→ **STATED EXERCISE 1**
In the text on scaling Kafka brokers in Cloudera Data Hub, starting with which CDP Public Cloud release does Cloudera provide the scaling feature?
→ **STATED EXERCISE 2**
Extend the text on scaling Kafka brokers in Cloudera Data Hub from the point where it stops.

→ **SUPPLIED TEXT**
========================================================================
Scaling Kafka Brokers in Cloudera Data Hub

Scaling Kafka Brokers in Cloudera Data Hub

Inevitably in any production deployment, the number of kafka nodes required to maintain cluster changes. Balancing performance and cloud costs requires that administrators scale up/scale down accordingly.

This blog post will provide guidance to administrators currently using or interested in using Kafka nodes to maintain cluster changes as they scale up or down to balance performance and cloud costs in production deployments. Kafka brokers contained within host groups enable the administrators to more easily add and remove nodes. This creates flexibility to handle real-time data feed volumes as they fluctuate.

Goal

Kafka as an event stream can be applied to a wide variety of use cases. It can be difficult to define the proper number of Kafka nodes at the initialization stage of a cluster. Inevitably in any production deployment, the number of Kafka nodes required to maintain a cluster can change. Balancing performance and cloud costs requires that administrators scale up or scale down accordingly. For instance, there may be a few weeks or months that are peak times in the year and the baseline might require different throughputs. So scaling would be useful in many cases.

From the “scaling up” point of view, sometimes there will be new tasks for Kafka to handle and one or a few nodes may become overloaded. For example, three nodes could handle the load when a business just started; in contrast some time later the volume of data to manage can increase exponentially, so the three brokers would be overloaded. In this case new Kafka worker instances have to be added. It can be a hard task to set up brokers manually, and if it is done then another problem to solve is to reallocate duty/load from existing brokers to the new one(s).

Furthermore, from the “scaling down” point of view, we might realize the initial Kafka cluster is too big and we would like to reduce our nodes in the cloud to control our spending. It is really hard to manage this way since we have to remove everything from the chosen Kafka broker(s) before the broker role can be deleted and the node can be erased.

The scaling functionality addresses this need in a secure way while minimizing the possibility of data loss and any other side effects (they can be found in the “scaling down” section). Cloudera provides this feature from the Cloudera Data Platform (CDP) Public Cloud 7.2.12 release.

The Apache Kafka brokers provisioned with the Light- and Heavy duty versions (even High Availability – Multi-AZ – versions) of the Streams Messaging cluster definitions can be scaled. This is done by adding or removing nodes from the host groups containing Kafka brokers. During a scaling operation Cruise Control automatically rebalances partitions on the cluster.

Apache Kafka providesby defaultinterfaces to add/remove brokers to/from the Kafka cluster and redistribute load among nodes, but it requires the use of low-level interfaces and custom tools. Using the Cloudera Data Platform (CDP) Public Cloud, these administrative tasks are conveniently accessible via Cloudera Manager, leveraging Cruise Control technology under the hood.
========================================================================
→ **DATA SECTION**
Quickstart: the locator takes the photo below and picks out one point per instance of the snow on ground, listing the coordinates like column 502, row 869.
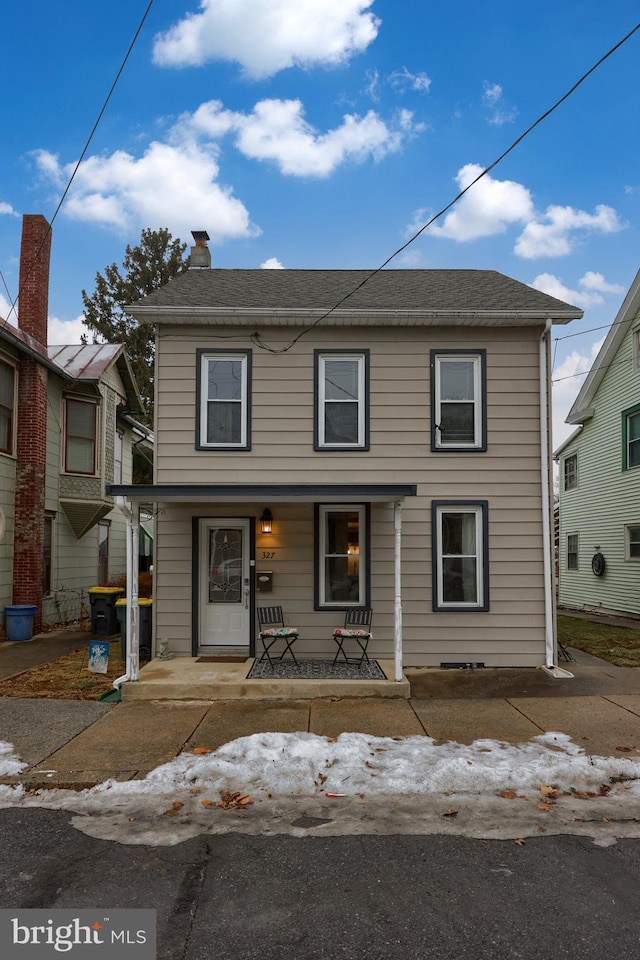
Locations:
========================================================================
→ **EXERCISE OUTPUT 1**
CDP Public Cloud 7.2.12

→ **EXERCISE OUTPUT 2**
The scaling of the Kafka cluster was only manually possible in the past. All replica and partition movements (like manual JSON reassignment scripts, and so on) had to be executed manually or with some third party tools since Cruise Control was not deployed before the 7.2.12 version. The data loss and any side effect of the operation was based on the administrators of the cluster, so scaling was not so easy to execute.

Setup and pre requirements

Kafka scaling features require CDP Public Cloud 7.2.12 or higher. Streams Messaging clusters running Cloudera Runtime 7.2.12 or higher have two host groups of Kafka broker nodes. These are the Core_broker and Broker host groups. New broker nodes are added to or removed from the Broker host group, during an upscale or downscale operation. The Core_broker group contains a core set of brokers that is immutable. This split is mandatory since a minimum number of brokers have to be available for Kafka to be able to work properly as a highly available service. For instance, Cruise Control cannot be used with one broker, and furthermore, without this restriction the user would be able to scale down the number of brokers to zero.

 An example of the host groups can be found below.

The Kafka broker decommission feature is available when Cruise Control is deployed on the cluster. If Cruise Control is removed from the cluster for any reason, then decommission (and downscale) for Kafka brokers will be disabled. Without Cruise Control there is no automatic tool that can move data from the selected broker to the remaining ones.

Additional requirements are that the cluster, its hosts, and all its services are healthy and the Kafka brokers are commissioned and running. Cruise Control is needed for up- and downscale too. It is not allowed to restart Kafka or Cruise Control during a downscale operation. You also must not create new partitions during a downscale operation. 

Verify that Cruise Control is reporting that all partitions are healthy—with the usage of the Cruise Control REST API’s state endpoint (numValidPartitions is equal to numTotalPartitions and monitoringCoveragePct is 100.0)

https://[***MY-DATA-HUB-CLUSTER.COM***]/cdp-proxy-api/cruise-control/kafkacruisecontrol/state?json=true 

One more important note about downscale is that if there are any ongoing user operations in Cruise Controlwhich can be checked with the user_tasks endpoint , then it will be force stopped.

https://[***MY-DATA-HUB-CLUSTER.COM***]/cdp-proxy-api/cruise-control/kafkacruisecontrol/user_tasks?json=true

The communication between Kafka and Cloudera Manager and Cruise Control is secure by default!

NOTE: An access level (admin, user, or viewer) must be set for the user calling the API endpoint in Cruise Control. After that the Cruise Control service has to be restarted. For more information, see Cruise Control REST API endpoints.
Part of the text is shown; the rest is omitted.